YOUR INSTRUCTIONS | What is needed is an exact transcription of every entry below.
START INPUT DATA
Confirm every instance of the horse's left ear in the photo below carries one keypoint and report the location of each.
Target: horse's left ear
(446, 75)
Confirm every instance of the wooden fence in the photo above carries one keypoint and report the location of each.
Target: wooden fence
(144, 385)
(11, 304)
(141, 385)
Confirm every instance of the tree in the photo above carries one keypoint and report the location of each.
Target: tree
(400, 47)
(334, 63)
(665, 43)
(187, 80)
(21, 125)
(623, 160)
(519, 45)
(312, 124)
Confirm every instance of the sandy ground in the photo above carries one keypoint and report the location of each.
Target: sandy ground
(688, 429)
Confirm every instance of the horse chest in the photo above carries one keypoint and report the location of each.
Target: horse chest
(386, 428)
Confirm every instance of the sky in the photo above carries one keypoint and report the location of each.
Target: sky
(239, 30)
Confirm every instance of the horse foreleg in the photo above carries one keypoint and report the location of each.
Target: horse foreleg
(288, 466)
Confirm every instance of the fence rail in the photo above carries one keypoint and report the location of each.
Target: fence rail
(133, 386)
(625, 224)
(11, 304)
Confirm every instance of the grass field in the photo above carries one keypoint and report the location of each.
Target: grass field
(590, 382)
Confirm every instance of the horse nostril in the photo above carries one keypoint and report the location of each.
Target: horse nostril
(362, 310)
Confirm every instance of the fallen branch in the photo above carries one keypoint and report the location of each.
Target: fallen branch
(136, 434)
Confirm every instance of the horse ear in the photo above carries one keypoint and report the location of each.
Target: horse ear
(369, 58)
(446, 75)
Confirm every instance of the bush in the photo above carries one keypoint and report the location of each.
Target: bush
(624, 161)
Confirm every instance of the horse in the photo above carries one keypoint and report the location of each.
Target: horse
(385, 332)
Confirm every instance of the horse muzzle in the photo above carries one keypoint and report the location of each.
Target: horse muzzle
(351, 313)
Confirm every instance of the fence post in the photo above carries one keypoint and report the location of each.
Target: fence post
END INPUT DATA
YOUR RESPONSE |
Confirm every instance of the horse's left ear in the photo below carries one keypoint and report the location of each.
Target: horse's left ear
(446, 75)
Confirm every instance of the wooden fence in the photo above carries one keypoint and report the location of each.
Target: wooden fence
(144, 385)
(11, 304)
(141, 385)
Confirm every instance of the tree in the photo above carries one keypoint and report the location of each.
Target: tree
(400, 47)
(334, 63)
(665, 43)
(187, 80)
(21, 125)
(623, 160)
(519, 45)
(312, 124)
Confirm every instance of the sandy ground in the photo above carries one keypoint and report the location of each.
Target: sandy ground
(688, 429)
Confirm every instance of the horse chest in the photo above carries one keypoint and report the location of each.
Target: horse chest
(386, 428)
Confirm every instance of the sky in the photo above carries one keypoint and report the location of each.
Target: sky
(239, 30)
Confirm every instance of the horse foreleg in the photo above carries one keypoint and report the location of each.
Target: horse foreleg
(288, 466)
Confirm every instance of the fence rail in the photo above carries one keypoint and report the location of each.
Target: fence rail
(133, 386)
(625, 224)
(11, 304)
Confirm every instance of the grass field in the photo above carries one keypoint and report the location of each.
Target: grass field
(590, 382)
Confirm every instance of the horse nostril in the photo above carries one keypoint and report the location of each.
Target: horse nostril
(362, 310)
Confirm every instance of the fallen branch in the photo above carries one keypoint and report the location of each.
Target: fallen branch
(136, 434)
Confirm every instance of the horse ear in the photo above carries one keypoint and report the location of each.
Target: horse ear
(369, 58)
(446, 75)
Confirm every instance of the bush in the photo above carries one keypoint and report the location of each.
Target: bush
(624, 161)
Confirm every instance of the horse in the photo above carries one keypoint and report the location of each.
Target: horse
(385, 332)
Confirm every instance of the horse muzzle in the photo above carries one keypoint and report the location of each.
Target: horse muzzle
(351, 313)
Confirm every instance of the fence post in the photo above carries one keypoint and report the location of each.
Target: fence post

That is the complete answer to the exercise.